Contour labeling items
** BEGIN **

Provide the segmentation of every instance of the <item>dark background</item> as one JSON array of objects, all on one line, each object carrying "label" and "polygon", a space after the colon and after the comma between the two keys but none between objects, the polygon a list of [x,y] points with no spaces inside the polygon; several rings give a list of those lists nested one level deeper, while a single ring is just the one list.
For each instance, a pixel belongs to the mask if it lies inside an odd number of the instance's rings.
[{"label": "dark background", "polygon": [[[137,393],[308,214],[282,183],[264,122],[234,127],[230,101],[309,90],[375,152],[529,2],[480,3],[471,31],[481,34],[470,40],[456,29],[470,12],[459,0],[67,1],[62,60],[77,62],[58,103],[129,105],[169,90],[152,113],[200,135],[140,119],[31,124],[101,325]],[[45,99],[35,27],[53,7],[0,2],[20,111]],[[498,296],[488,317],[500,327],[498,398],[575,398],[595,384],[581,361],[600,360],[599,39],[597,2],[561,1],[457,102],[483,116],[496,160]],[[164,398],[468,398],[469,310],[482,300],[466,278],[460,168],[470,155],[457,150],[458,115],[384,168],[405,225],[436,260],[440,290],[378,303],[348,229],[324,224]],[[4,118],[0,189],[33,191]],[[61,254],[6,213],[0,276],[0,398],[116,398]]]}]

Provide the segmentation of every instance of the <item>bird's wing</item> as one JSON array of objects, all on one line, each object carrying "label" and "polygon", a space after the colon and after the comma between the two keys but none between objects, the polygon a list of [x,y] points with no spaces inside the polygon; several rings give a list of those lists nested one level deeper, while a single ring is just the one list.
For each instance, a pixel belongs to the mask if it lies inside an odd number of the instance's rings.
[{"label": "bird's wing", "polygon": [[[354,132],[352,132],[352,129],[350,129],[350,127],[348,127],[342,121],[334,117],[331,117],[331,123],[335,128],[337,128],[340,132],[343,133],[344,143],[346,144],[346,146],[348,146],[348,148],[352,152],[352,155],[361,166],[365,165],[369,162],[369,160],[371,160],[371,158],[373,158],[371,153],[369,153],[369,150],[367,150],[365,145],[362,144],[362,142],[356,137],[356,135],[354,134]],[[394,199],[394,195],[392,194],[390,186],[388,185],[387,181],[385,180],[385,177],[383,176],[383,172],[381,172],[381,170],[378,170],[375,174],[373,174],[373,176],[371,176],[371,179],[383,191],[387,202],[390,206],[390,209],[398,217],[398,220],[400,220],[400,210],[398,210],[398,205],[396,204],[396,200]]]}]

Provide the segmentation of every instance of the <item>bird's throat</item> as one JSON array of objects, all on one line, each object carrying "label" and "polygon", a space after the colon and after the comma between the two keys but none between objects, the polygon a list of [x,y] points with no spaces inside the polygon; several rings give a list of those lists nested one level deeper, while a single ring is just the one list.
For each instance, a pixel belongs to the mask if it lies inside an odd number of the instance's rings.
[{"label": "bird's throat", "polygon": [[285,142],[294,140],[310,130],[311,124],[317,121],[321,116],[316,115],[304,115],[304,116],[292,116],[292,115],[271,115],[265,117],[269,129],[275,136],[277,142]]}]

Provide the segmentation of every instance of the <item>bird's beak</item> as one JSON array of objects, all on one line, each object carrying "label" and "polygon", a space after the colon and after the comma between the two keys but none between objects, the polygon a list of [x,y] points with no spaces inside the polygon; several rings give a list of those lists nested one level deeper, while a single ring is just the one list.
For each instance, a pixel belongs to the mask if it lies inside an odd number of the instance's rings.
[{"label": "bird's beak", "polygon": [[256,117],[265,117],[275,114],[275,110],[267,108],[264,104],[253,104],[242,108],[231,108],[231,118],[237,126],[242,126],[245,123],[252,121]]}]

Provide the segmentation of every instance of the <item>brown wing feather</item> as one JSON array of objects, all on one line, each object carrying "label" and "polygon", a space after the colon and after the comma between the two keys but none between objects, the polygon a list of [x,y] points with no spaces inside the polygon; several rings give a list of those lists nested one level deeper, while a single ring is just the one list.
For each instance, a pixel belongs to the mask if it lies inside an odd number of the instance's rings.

** END **

**STATED PROBLEM:**
Swap "odd number" for "uneven number" wherever it appears in the items above. Reproduce every item in full with nothing else changed.

**FINISHED TASK:**
Provide the segmentation of every instance of the <item>dark background</item> as one JSON array of objects, all on one line, each object carrying "label" and "polygon", a space after the colon and after the comma between the two keys but none between objects, the polygon a list of [x,y] points with no spaces inside the polygon; several rings give a list of those lists nested one level deeper, while a single ring is just the one list.
For each instance, a pixel belongs to the mask if it lies inside an uneven number of the instance's rings.
[{"label": "dark background", "polygon": [[[137,393],[308,214],[282,183],[264,122],[234,127],[230,101],[309,90],[375,152],[529,2],[480,3],[471,31],[481,34],[470,40],[456,29],[470,12],[459,0],[67,1],[62,60],[77,62],[58,103],[129,105],[169,90],[152,113],[200,135],[140,119],[31,124],[101,325]],[[45,99],[35,27],[53,7],[0,2],[20,111]],[[498,296],[488,317],[500,327],[498,398],[575,398],[595,384],[581,361],[600,360],[599,39],[597,2],[561,1],[457,102],[483,116],[496,160]],[[164,398],[468,398],[469,310],[482,300],[466,278],[460,168],[470,155],[457,150],[458,115],[384,168],[405,225],[436,260],[440,290],[378,303],[348,229],[324,224]],[[4,118],[0,189],[33,191]],[[61,254],[6,213],[0,276],[0,398],[116,398]]]}]

Provide the segmentation of every instance of the <item>bird's wing</item> as one JSON array of objects, all on one line, each object carrying "label" and "polygon", a space after the colon and after the comma between the two keys but none between objects, the polygon a list of [x,y] points with no spaces inside the polygon; several rings give a list of those lists nested one level deeper, while a single ring is just the one list.
For each instance, a pixel belongs to the mask if it lies inside an uneven number of the instance's rings.
[{"label": "bird's wing", "polygon": [[[354,132],[352,132],[352,129],[350,129],[350,127],[348,127],[342,121],[334,117],[331,117],[331,123],[335,128],[337,128],[340,132],[343,133],[344,143],[346,144],[346,146],[348,146],[348,148],[352,152],[352,155],[361,166],[365,165],[369,162],[369,160],[371,160],[371,158],[373,158],[371,153],[369,153],[369,150],[367,150],[365,145],[362,144],[362,142],[356,137],[356,135],[354,134]],[[394,199],[394,195],[392,194],[390,186],[388,185],[387,181],[385,180],[385,177],[383,176],[383,172],[381,172],[381,170],[378,170],[375,174],[373,174],[373,176],[371,176],[371,179],[383,191],[387,202],[390,206],[390,209],[398,217],[398,220],[400,220],[400,210],[398,210],[398,205],[396,204],[396,200]]]}]

Provide the segmentation of every instance of the <item>bird's throat</item> as one JSON array of objects, all on one line, each object carrying "label" and "polygon", a space after the colon and after the comma between the two keys but none between objects, the polygon a list of [x,y] points with no spaces inside the polygon; several rings give a list of those lists nested one level deeper, while a single ring is just the one list.
For each instance, a pixel belongs to the mask if it lies inside an uneven number of the instance's rings.
[{"label": "bird's throat", "polygon": [[285,142],[294,140],[310,130],[311,124],[317,121],[321,116],[316,115],[304,115],[304,116],[292,116],[292,115],[271,115],[265,117],[269,129],[275,136],[277,142]]}]

Provide the segmentation of every instance of the <item>bird's beak</item> as one JSON array of objects, all on one line, each object carrying "label" and "polygon", a space after the colon and after the comma between the two keys but none between objects, the polygon a list of [x,y] points with no spaces inside the polygon; several rings give a list of those lists nested one level deeper, while a single ring is just the one list.
For each instance, a pixel belongs to the mask if it lies inside an uneven number of the instance's rings.
[{"label": "bird's beak", "polygon": [[256,117],[265,117],[275,114],[275,110],[267,108],[264,104],[253,104],[242,108],[231,108],[231,118],[237,126],[242,126],[245,123],[252,121]]}]

Provide the segmentation of every instance of the <item>brown wing feather</item> as one JSON array of objects, all on one line, each object carrying "label" and "polygon", a space after the colon and after the comma between the two keys but none between objects, the polygon a list of [x,y] points with no spaces inside the polygon; several rings give a list of those lists nested one level deeper, while a single ring is just the one list.
For each instance, a pixel belongs to the mask if it lies inside an uneven number of the instance's rings.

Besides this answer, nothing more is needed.